Problem> Extract each line of the records below that contains the string "Target". Treat the match as case-sensitive.

>> begin Data in this exercise

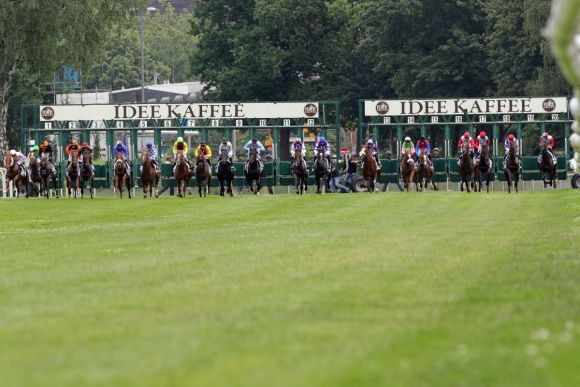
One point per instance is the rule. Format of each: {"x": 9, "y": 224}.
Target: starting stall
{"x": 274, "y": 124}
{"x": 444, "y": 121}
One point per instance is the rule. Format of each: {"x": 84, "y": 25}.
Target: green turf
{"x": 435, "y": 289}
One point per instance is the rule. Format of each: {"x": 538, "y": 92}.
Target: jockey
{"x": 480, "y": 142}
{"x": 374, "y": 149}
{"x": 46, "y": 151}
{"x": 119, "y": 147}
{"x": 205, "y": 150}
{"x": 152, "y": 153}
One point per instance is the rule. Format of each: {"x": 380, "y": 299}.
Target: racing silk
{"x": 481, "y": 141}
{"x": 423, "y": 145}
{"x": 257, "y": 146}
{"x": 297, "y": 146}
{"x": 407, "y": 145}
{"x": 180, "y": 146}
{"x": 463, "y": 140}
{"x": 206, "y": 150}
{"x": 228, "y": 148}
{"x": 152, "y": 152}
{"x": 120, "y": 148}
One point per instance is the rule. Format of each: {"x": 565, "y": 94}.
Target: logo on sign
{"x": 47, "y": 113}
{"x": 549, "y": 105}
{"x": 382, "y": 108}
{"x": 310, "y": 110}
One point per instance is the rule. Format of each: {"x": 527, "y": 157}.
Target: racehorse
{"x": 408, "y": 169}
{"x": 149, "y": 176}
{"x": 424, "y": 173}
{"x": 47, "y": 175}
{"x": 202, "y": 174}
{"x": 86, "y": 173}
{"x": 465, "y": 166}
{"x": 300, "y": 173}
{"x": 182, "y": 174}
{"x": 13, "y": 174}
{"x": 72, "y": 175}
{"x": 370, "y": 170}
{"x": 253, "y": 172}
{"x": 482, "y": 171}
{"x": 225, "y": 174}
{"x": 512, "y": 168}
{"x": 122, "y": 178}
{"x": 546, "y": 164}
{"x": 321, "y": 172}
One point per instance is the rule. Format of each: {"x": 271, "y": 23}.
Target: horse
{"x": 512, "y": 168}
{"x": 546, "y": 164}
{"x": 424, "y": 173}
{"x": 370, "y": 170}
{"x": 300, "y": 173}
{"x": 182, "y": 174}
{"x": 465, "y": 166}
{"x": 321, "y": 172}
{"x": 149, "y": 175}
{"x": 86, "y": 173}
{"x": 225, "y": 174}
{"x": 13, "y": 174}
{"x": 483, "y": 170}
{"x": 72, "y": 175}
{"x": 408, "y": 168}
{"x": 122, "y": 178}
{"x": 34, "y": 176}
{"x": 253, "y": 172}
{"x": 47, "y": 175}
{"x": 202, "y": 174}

>> end Data in this exercise

Written response>
Target: starting stall
Target: green turf
Target: jockey
Target: racing silk
Target: logo on sign
Target: racehorse
Target: horse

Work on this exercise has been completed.